▶ [Short task]: Copy the listing starting at the line that has "Do you know where the thistle-like" and stopping after the line that has "[22,289,114,377]", swapping "thistle-like bloom" for "spiky blossom" and keeping everything else the same.

▶ [Available data]:
______
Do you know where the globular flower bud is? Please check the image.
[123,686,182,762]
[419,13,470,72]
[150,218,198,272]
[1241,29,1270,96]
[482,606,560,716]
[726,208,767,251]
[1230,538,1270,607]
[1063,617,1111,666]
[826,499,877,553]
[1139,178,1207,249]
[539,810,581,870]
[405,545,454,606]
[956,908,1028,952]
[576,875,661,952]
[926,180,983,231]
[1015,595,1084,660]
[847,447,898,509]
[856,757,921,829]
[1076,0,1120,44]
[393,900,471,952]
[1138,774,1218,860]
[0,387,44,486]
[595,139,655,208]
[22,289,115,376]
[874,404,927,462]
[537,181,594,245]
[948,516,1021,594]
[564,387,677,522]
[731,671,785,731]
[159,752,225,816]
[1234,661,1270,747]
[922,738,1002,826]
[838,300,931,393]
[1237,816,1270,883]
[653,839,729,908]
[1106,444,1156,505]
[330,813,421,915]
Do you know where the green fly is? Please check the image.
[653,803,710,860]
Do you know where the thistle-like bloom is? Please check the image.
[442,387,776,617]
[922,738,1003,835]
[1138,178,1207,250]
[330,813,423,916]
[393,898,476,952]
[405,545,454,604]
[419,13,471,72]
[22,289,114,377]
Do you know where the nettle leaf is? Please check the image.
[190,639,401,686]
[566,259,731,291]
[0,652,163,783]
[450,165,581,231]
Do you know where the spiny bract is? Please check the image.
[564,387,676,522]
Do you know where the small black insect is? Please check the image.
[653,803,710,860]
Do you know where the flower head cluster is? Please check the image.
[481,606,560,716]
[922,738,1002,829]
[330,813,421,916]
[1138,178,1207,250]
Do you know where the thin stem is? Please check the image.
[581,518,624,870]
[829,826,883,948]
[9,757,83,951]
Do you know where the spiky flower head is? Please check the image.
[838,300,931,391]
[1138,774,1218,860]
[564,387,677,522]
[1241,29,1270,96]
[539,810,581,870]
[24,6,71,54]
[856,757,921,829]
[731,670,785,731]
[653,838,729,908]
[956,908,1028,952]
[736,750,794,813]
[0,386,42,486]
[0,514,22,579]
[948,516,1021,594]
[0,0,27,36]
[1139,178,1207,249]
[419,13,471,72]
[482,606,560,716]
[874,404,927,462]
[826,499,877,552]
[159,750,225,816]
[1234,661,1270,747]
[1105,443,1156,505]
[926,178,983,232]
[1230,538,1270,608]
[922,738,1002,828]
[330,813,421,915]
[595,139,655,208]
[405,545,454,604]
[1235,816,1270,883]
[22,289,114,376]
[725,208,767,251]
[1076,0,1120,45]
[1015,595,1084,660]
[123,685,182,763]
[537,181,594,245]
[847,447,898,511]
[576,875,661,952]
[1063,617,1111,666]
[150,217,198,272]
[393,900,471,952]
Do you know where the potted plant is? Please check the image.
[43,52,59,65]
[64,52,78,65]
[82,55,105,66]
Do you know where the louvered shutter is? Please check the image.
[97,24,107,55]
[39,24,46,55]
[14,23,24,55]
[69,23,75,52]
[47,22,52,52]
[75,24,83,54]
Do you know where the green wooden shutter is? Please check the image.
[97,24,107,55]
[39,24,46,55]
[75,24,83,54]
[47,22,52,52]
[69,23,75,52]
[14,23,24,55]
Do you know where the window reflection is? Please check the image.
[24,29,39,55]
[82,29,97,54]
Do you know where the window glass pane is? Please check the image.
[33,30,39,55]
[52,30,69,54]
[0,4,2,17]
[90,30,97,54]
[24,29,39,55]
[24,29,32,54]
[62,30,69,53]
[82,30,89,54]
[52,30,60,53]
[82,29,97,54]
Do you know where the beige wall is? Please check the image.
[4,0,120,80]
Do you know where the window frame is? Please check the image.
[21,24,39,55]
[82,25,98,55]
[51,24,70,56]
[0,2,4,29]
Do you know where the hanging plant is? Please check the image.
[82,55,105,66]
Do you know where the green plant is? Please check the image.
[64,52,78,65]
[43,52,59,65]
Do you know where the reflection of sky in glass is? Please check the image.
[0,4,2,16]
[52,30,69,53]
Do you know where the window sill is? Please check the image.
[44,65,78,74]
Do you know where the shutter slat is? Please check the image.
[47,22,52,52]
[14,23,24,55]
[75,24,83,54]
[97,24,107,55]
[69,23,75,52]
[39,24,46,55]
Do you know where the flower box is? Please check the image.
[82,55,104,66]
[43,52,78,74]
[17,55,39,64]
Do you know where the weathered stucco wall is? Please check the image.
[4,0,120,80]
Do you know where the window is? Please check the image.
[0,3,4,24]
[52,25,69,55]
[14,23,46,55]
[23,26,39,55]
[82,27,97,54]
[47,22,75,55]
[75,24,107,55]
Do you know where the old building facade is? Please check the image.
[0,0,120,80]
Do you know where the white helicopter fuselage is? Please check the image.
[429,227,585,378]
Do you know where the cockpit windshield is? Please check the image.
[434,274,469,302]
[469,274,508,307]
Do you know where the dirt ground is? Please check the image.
______
▶ [Solution to this exercise]:
Do you know where the spiky blossom is? Please check the image.
[442,387,776,617]
[922,738,1003,835]
[1138,178,1207,250]
[330,813,423,916]
[393,898,476,952]
[405,545,454,604]
[419,13,471,72]
[22,289,114,377]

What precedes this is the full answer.